What to work on: Where does the word "soldier" occur in the entries below? Copy every line that has it.

(Record set Opens)

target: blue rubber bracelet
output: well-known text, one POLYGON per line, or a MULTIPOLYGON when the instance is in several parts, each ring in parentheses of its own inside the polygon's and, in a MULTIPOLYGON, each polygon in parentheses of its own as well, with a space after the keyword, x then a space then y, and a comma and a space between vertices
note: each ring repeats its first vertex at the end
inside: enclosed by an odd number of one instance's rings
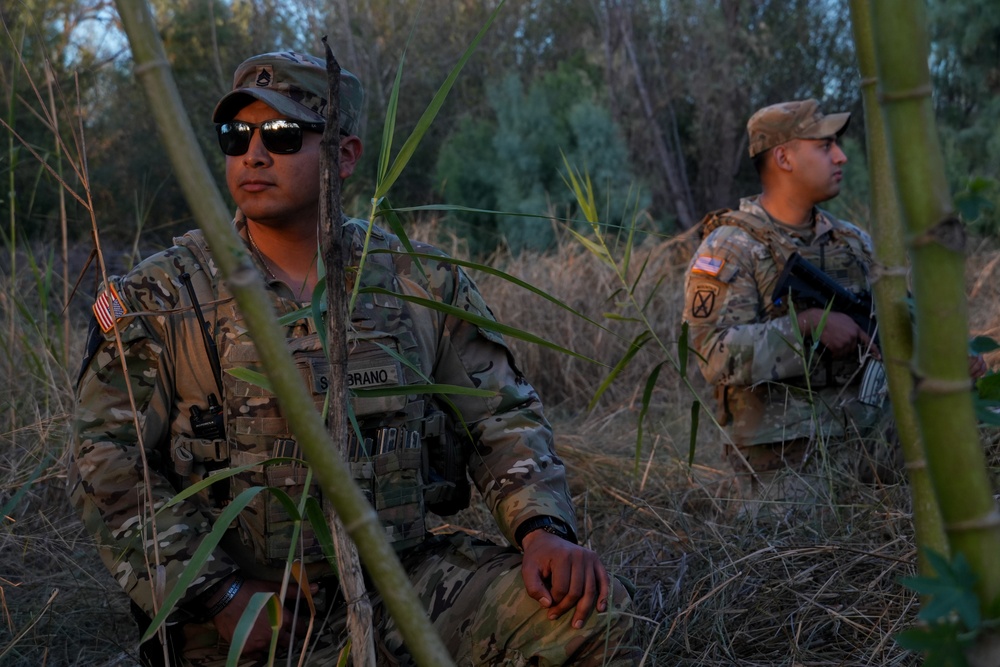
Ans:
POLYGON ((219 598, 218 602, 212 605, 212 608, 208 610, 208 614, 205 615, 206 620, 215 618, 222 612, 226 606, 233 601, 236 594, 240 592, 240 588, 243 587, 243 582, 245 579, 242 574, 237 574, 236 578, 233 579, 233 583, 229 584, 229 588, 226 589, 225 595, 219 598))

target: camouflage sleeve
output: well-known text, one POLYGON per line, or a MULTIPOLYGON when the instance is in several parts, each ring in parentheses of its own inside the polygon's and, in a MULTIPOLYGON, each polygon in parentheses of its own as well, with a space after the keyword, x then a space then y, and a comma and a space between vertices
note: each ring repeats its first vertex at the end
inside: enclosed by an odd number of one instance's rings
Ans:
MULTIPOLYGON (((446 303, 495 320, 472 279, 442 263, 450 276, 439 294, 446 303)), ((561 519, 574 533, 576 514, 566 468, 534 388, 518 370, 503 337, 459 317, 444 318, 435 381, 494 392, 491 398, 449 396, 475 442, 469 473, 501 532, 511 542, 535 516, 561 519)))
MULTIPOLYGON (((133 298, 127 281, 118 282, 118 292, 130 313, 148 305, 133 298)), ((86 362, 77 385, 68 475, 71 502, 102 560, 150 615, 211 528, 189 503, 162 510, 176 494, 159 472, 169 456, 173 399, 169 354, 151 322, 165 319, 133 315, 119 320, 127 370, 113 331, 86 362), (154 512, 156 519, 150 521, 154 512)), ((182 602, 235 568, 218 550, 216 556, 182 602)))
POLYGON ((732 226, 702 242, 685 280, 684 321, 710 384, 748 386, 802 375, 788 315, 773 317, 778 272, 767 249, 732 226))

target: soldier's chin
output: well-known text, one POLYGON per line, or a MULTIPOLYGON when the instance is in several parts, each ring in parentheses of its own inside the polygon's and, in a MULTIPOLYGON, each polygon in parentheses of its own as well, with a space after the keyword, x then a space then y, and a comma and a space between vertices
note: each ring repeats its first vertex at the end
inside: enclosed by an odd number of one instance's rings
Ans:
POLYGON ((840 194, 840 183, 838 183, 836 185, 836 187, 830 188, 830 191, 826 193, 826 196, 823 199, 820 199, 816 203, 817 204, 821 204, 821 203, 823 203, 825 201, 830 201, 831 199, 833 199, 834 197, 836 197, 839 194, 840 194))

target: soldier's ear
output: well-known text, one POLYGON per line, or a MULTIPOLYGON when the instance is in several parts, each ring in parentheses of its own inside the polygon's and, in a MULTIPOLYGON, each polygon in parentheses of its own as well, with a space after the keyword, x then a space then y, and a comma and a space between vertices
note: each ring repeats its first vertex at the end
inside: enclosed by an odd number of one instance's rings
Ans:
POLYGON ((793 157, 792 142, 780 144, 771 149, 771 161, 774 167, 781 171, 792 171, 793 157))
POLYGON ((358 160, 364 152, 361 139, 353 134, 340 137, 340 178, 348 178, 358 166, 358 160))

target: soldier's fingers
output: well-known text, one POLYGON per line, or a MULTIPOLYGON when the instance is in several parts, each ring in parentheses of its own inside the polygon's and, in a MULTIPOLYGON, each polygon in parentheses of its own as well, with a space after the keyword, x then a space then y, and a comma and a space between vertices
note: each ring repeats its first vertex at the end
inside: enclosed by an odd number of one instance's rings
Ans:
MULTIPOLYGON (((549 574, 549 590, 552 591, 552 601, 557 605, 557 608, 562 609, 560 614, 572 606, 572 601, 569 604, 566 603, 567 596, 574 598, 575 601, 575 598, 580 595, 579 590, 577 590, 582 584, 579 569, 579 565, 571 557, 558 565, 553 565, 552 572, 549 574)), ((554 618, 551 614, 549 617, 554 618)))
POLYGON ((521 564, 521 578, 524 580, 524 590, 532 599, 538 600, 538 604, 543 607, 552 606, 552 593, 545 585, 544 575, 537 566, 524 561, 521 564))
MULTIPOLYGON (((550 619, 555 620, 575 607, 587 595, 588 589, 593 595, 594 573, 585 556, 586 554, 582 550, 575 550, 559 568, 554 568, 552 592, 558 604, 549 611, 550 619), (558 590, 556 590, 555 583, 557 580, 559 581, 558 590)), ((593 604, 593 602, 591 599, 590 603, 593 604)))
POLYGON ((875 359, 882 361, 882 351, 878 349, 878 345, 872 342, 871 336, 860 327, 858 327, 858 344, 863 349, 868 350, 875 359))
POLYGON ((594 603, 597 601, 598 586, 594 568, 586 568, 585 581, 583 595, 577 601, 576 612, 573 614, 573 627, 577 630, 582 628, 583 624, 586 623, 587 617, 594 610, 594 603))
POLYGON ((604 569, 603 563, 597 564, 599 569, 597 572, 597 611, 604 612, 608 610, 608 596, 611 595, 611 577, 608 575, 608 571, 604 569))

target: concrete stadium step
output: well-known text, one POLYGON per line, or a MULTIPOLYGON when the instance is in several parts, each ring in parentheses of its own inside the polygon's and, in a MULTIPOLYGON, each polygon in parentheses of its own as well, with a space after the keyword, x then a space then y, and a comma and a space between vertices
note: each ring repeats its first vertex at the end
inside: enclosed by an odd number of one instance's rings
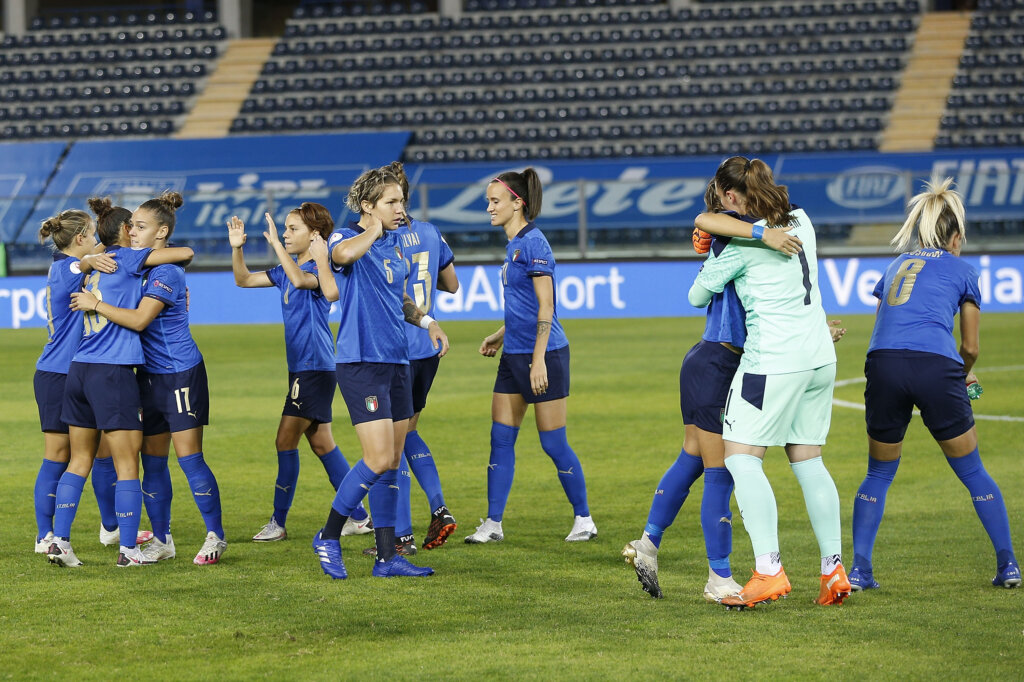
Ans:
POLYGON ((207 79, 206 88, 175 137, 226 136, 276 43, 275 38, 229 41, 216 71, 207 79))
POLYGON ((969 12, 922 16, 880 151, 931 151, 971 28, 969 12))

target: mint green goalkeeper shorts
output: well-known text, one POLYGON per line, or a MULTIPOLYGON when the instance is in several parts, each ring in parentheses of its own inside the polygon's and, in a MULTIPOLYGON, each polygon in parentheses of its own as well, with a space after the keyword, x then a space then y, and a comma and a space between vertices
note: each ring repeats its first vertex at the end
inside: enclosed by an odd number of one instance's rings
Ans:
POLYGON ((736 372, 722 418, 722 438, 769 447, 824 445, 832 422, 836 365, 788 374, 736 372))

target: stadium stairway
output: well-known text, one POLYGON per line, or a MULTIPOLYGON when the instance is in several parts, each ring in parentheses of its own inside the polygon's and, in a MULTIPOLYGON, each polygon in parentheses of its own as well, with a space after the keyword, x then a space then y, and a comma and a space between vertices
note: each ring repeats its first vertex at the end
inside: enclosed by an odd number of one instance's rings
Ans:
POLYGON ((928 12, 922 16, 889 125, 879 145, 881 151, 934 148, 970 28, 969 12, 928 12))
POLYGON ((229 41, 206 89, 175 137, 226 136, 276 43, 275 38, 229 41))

(Record set Closes)
(Record set Opens)

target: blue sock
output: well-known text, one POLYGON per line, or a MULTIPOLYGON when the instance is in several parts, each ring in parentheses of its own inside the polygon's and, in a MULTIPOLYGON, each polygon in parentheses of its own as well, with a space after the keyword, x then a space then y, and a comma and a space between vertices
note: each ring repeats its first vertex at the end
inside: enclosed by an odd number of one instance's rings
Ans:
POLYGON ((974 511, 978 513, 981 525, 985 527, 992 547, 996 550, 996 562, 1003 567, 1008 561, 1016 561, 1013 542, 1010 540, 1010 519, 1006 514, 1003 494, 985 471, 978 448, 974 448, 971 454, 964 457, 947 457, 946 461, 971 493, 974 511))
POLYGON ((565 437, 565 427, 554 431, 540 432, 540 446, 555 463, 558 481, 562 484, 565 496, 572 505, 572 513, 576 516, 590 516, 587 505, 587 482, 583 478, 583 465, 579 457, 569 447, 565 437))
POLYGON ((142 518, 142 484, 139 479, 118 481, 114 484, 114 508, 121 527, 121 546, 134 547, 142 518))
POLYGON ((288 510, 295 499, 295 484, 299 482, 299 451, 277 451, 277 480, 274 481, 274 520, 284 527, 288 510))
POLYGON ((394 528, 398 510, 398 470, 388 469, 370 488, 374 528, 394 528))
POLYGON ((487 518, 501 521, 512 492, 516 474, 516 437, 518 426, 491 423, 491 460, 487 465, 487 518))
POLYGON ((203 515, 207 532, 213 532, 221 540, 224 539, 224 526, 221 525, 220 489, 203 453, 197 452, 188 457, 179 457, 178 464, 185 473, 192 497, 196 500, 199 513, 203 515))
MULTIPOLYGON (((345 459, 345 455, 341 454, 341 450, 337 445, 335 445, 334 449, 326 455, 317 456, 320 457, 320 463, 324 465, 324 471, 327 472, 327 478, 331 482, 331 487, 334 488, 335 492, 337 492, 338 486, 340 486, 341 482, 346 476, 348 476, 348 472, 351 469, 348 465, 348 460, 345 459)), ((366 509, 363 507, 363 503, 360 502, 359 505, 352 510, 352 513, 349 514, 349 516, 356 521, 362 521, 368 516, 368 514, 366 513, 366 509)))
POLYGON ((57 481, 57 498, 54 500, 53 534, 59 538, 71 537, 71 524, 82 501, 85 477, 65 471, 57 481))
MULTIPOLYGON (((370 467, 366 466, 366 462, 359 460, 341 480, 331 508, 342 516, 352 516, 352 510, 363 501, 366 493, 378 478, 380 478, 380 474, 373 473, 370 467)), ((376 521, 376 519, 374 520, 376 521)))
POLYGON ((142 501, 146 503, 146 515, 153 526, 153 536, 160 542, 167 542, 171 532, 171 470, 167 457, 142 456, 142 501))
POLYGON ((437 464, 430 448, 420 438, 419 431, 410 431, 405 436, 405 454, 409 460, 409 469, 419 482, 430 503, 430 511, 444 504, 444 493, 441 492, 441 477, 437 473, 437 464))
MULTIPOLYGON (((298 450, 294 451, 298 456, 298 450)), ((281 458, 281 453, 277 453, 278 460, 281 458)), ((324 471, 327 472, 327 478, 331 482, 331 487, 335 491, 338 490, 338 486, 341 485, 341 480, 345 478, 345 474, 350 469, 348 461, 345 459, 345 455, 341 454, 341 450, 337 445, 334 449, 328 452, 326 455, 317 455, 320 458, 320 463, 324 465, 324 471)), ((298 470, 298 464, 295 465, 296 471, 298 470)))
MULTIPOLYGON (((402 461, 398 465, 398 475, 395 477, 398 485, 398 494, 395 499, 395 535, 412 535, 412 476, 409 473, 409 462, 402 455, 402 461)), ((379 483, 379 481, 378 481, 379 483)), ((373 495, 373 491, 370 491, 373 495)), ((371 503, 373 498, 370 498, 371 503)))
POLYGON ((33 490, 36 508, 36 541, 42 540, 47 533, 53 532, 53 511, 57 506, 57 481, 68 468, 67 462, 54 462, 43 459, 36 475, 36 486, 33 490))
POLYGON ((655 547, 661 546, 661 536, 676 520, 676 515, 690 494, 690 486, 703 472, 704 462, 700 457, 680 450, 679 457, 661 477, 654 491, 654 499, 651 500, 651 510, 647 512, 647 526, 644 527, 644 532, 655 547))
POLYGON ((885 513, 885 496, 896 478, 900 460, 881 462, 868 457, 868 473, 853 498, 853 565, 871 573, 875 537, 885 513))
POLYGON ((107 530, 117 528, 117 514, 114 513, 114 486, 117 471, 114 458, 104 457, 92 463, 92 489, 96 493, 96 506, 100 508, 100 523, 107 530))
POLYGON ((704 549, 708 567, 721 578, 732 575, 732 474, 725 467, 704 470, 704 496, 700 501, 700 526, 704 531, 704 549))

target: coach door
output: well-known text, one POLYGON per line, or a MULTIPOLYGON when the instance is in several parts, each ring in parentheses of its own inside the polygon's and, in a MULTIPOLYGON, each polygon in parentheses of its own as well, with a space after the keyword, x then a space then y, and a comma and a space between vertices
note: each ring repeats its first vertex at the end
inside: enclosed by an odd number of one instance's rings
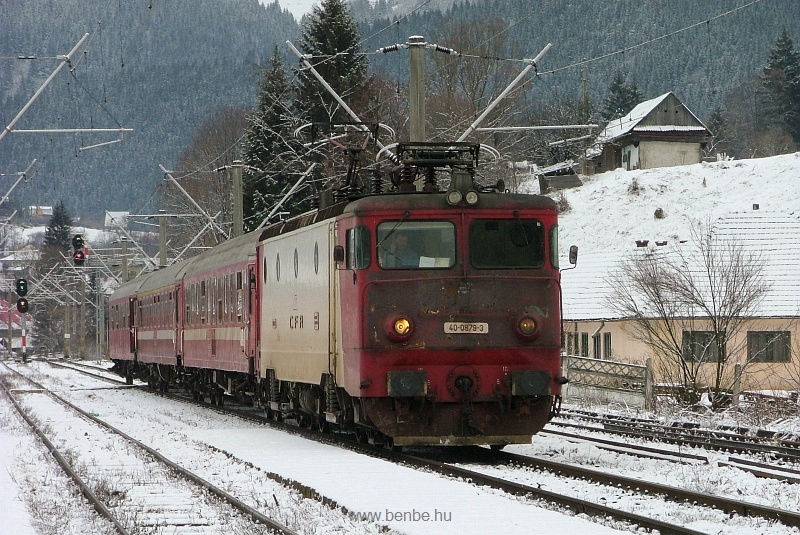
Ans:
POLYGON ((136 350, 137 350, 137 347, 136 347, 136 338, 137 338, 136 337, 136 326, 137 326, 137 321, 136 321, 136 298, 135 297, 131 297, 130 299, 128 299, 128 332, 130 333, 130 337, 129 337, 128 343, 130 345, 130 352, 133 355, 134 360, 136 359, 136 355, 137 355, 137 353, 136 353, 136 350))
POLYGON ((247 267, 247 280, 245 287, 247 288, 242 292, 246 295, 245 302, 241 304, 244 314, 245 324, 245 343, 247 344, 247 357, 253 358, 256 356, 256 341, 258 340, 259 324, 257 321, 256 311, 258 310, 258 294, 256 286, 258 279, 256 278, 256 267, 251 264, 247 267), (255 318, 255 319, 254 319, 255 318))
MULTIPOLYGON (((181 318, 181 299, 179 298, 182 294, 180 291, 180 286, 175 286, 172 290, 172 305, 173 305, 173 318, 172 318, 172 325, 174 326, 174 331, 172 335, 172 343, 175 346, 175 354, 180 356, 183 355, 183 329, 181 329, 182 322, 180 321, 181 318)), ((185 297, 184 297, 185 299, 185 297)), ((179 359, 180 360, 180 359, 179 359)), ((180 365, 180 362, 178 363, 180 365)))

(Record set Closes)

Result of this exercise:
target: soldier's chin
target: soldier's ear
target: soldier's fingers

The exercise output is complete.